What this exercise asks>
1 - In the sermon on Colossians 2:6-19, what are Paul's readers said to be "overflowing with"?
2 - Pick up the sermon on Colossians 2:6-19 after its final sentence and continue writing it.

--- start Extract provided ---

Colossians 2:6-19
Our epistle reading this morning from Paul’s letter to the Colossians is preceded by a few verses in which Paul expressed a concern that there might be persons trying to delude the believers with “persuasive argument” that contradicts the “true knowledge of God’s mystery, the Messiah, in Whom are hidden all the treasures of wisdom and knowledge.” Then, having rejoiced over their “good discipline and the stability of (their) faith in Christ,” Paul moves on to today’s passage, exhorting his readers not to settle in too complacently with the fact that they have received Jesus the Messiah as Lord, but that, having done so, they should go on to “walk in Him!”
This decidedly is not an issue limited to believers in the early Church. This is a matter that remains contemporary within every generation of Christians in any century, and will remain contemporary until Jesus returns for the Church as His bride for all eternity. Always there have been and will be persons who consider themselves to be Christians, who name the Name of Christ, who attend church with some regularity, who try to live their lives with “good discipline and the stability of faith in Christ,” but who stop considerably short of walking in Christ. This requires a whole other level of discipline and the exercising of faith, and many Christians prefer not to accept such demands on their lives.
What sort of persons are we expected to be if we are to walk in Christ? In the next 13 verses, Paul provides vivid characterizations of how we should not just “talk the talk,” but also “walk the walk.” He makes it clear that he is not addressing baby Christians, because he states that his readers already are “firmly rooted,” “built up” in Christ and “established in (their) faith.” They are even “overflowing with gratitude!” What more could God demand of us?
Apparently quite a lot! Here are Paul’s points:
1) First, vs. 8: “See to it that no one takes you captive through philosophy and empty deception, according to the tradition of men, according to the elementary principles of the world, rather than according to Christ.”
You can’t get more contemporary than that! The very existence of the Anglican Church in North America is a decisive statement that many American Anglicans have capitulated to philosophy, deception, human tradition and the base principles of the world. They have strained Christianity beyond its limits, claiming that everything needs to be updated and made “relevant,” “contemporary,” “appealing,” and “entertaining.” Such a perversion of Christianity is certainly devoid of what Paul is finding praiseworthy among the Colossians: “good discipline and stability of faith in Christ.” Discipline and stability are not traits contemporary American Christians are embracing. We are much more interested in a form of Christianity that makes ever fewer demands on our “real” lives, our day-to-day existence. If walking in Christ requires the sort of discipline and stability Paul is describing, we would gladly carry on without it.

--- end Extract provided ---
--- start Data rows ---

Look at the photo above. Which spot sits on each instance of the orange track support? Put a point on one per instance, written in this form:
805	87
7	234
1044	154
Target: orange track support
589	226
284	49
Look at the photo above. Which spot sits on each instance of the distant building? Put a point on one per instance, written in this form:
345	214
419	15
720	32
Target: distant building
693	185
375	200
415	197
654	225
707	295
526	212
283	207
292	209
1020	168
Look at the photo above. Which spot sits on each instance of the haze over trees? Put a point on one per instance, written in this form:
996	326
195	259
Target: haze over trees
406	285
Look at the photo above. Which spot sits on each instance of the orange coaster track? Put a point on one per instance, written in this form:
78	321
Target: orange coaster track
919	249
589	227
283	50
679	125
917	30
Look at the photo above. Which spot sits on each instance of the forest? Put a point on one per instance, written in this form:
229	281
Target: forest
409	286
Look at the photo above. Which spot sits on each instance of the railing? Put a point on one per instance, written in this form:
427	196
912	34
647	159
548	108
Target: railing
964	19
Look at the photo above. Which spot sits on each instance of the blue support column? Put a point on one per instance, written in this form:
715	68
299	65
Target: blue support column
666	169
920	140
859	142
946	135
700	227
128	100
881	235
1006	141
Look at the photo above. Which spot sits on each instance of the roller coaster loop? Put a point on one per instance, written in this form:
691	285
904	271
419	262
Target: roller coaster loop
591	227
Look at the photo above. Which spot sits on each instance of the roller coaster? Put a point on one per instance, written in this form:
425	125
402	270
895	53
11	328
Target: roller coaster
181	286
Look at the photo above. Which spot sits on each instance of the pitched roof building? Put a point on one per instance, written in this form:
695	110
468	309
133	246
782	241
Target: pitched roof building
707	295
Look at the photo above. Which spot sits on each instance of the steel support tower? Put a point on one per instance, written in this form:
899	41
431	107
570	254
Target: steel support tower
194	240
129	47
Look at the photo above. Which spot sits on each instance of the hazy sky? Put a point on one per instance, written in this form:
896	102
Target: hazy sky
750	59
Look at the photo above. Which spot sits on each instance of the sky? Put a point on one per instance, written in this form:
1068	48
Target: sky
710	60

--- end Data rows ---

Written responses>
1 - Gratitude.

2 -
Why does our faith need to be so demanding? Because, writes Paul, in Jesus “all the fullness of Deity dwells in bodily form, and in Him you have been made complete” (verses 8 and 9). In other words, the person who identifies himself or herself as a Christian yet shirks the discipline and stability of walking in Christ is an incomplete Christian! Why is that so? Because, as Paul moves on to make his second point:
2) “(Christ) is the head over all rule and authority” (vs. 9b). How often, in any real, practical sense do we acknowledge that? Seriously, how does the “rule and authority” of Christ touch our daily lives and govern our walking in Him? We acknowledge many sources of authority in our lives, consciously or unconsciously, but acknowledging the rule and authority of Jesus requires a conscious submission to His will in all that we do. Already in chapter 1, Paul admonished the Colossians to “walk in a manner worthy of the Lord, to please Him in all respects, bearing fruit in every good work and increasing in the knowledge of God” (1:10). And before he is through, Paul will tell them, “whatever you do in word or deed, do all in the Name of the Lord Jesus, giving thanks to God the Father through Him” (3:17), then adding, “Whatever you do, do it heartily, as for the Lord rather than for men” (3:22).
Does this sound like the way we live our daily lives? Would these words be used about us by others, by objective outside observers? Yet this is exactly what Paul is saying the Christian should look like: someone whose every action is measured by whether it is done in Jesus’ Name, pleasing Him in all respects and being done for Him rather than for men. That’s a tall order for most of us, isn’t it?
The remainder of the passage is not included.